## Deskripsi Tugas
Tulis kelanjutan berita tentang kebocoran data peserta BPJS Kesehatan, dimulai setelah kalimat terakhirnya.

## Teks Bacaan
TEMPO.CO, Jakarta - Kepolisian RI memanggil Direktur Utama Badan Penyelenggara Jaminan Sosial atau BPJS Kesehatan, Ali Ghufron Mukti, pada hari ini, Senin, 24 Mei 2021. Panggilan pemeriksaan terhadap Ali merupakan imbas bocornya data 279 juta peserta BPJS Kesehatan yang dijual di Raid Forums.
Direktur Tindak Pidana Siber Brigadir Jenderal Slamet Uliandi mengatakan akan mengonfirmasi pegawai BPJS yang bertugas mengoperasikan data masyarakat. "Lalu lanjut digital forensik," ucap dia saat dikonfirmasi pada 22 Mei 2021. Selain itu, Polri turut membentuk tim khusus untuk mengusut permasalahan ini.
Data 279 juta penduduk Indonesia peserta BPJS Kesehatan diduga bocor dan diperjualbelikan di situs raidsforum.com. Data tersebut mencakup nomor induk kependudukan, kartu tanda penduduk (KTP), nomor telepon, email, nama, alamat, hingga gaji.

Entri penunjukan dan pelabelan
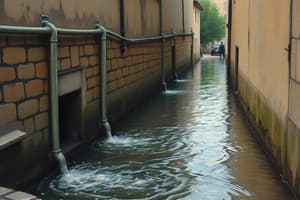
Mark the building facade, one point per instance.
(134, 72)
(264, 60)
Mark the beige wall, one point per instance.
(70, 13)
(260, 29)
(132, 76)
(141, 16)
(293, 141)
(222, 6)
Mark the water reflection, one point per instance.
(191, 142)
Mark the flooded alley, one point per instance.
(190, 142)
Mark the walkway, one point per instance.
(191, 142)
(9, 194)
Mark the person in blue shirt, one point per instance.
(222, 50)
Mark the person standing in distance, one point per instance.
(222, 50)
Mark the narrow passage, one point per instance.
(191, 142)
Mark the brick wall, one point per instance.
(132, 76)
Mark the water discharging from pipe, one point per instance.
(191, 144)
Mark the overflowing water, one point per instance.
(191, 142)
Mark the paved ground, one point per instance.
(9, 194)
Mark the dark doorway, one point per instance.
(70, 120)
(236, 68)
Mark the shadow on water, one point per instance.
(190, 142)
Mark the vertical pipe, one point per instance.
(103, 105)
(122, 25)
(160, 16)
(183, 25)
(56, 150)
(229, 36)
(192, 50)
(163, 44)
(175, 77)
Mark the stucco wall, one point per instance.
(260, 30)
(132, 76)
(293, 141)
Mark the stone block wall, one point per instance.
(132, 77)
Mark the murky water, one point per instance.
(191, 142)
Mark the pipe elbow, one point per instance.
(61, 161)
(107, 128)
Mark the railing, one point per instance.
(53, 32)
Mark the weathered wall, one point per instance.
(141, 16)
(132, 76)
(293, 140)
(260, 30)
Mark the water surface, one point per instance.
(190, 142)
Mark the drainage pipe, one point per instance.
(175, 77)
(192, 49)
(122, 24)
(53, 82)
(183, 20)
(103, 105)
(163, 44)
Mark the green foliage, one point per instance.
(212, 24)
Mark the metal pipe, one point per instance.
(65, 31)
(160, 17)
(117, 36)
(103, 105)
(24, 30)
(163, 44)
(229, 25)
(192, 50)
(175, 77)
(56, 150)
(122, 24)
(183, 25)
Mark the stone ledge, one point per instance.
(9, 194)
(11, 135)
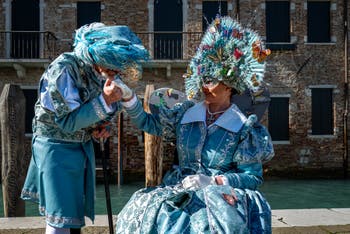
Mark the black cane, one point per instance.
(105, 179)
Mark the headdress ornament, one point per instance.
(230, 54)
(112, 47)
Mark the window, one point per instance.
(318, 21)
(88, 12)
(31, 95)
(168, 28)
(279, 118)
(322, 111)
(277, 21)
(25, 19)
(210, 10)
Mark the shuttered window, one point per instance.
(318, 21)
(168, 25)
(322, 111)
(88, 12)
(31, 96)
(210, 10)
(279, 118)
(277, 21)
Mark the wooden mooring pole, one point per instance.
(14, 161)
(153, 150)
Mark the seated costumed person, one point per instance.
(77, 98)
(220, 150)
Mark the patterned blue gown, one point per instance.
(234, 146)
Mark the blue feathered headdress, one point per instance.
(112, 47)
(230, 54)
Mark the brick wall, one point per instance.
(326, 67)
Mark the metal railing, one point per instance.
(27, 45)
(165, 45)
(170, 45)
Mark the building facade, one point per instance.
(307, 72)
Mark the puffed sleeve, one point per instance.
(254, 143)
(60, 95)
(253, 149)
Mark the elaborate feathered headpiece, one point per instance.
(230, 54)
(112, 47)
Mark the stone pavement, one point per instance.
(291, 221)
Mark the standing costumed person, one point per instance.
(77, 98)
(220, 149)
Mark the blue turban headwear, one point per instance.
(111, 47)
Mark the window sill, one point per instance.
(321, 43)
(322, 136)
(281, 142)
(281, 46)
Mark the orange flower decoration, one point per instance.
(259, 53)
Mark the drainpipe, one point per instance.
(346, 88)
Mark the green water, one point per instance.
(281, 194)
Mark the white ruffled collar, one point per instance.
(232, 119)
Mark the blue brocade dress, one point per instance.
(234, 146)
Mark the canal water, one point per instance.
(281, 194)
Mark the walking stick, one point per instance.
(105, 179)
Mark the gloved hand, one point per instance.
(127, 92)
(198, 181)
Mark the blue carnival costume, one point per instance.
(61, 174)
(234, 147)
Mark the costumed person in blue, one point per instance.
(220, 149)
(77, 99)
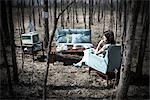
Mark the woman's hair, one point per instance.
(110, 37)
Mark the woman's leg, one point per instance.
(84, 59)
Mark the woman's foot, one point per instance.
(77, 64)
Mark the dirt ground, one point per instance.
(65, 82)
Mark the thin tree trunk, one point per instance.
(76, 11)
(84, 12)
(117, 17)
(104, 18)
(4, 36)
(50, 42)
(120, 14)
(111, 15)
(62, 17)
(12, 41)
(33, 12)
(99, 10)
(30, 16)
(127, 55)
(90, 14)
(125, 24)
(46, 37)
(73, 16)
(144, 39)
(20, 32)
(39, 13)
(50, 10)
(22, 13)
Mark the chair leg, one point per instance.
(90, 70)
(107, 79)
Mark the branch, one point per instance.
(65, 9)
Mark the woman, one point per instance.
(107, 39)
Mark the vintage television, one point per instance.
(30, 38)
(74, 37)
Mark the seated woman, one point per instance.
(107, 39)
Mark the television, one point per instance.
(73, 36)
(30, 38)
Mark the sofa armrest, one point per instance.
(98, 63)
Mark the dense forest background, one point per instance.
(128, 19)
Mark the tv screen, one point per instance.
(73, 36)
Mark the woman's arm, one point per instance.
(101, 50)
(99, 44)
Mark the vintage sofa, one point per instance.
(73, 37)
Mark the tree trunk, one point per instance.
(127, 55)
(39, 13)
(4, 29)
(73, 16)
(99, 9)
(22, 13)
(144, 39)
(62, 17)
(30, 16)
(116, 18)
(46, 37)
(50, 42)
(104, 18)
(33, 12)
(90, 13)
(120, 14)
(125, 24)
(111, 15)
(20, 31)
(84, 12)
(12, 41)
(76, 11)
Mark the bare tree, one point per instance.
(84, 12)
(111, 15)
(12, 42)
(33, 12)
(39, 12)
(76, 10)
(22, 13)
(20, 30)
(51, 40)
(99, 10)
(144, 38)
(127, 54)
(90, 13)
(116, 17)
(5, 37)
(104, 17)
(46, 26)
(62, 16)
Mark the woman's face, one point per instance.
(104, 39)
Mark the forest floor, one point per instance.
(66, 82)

## Hasil
Data tersebut dijual oleh pengguna forum dengan nama id 'Kotz'. Ia mengatakan data tersebut juga termasuk penduduk yang sudah meninggal. "Ada satu juta contoh data gratis untuk diuji. Totalnya 279 juta, Sebanyak 20 juta memiliki foto personal," kata dia dalam utas yang dibuat pada 12 Mei 2021.
Merespons insiden ini, Kementerian Komunikasi dan Informatika memulai langkah awal dengan memblokir Raid Forums dan sebuah akun bernama Kots. Hal itu dilakukan guna mengantisipasi tak semakin meluasnya data pribadi masyarakat bocor.
"Raid Forums teridentifikasi sebagai forum yang banyak menyebarkan konten yang melanggar perundang-undangan di Indonesia, sehingga website tersebut, sedang dilakukan proses pemblokiran," kata Juru Bicara Kominfo, Dedy Permadi, dalam keterangan tertulis pada Jumat, 21 Mei 2021.
Selain itu, Kominfo juga memblokir tiga tautan yang digunakan untuk mengunduh data pribadi yang bocor tersebut. Tiga tautan itu adalah Bayfiles.com, Mega.nz, dan Anonfiles.com.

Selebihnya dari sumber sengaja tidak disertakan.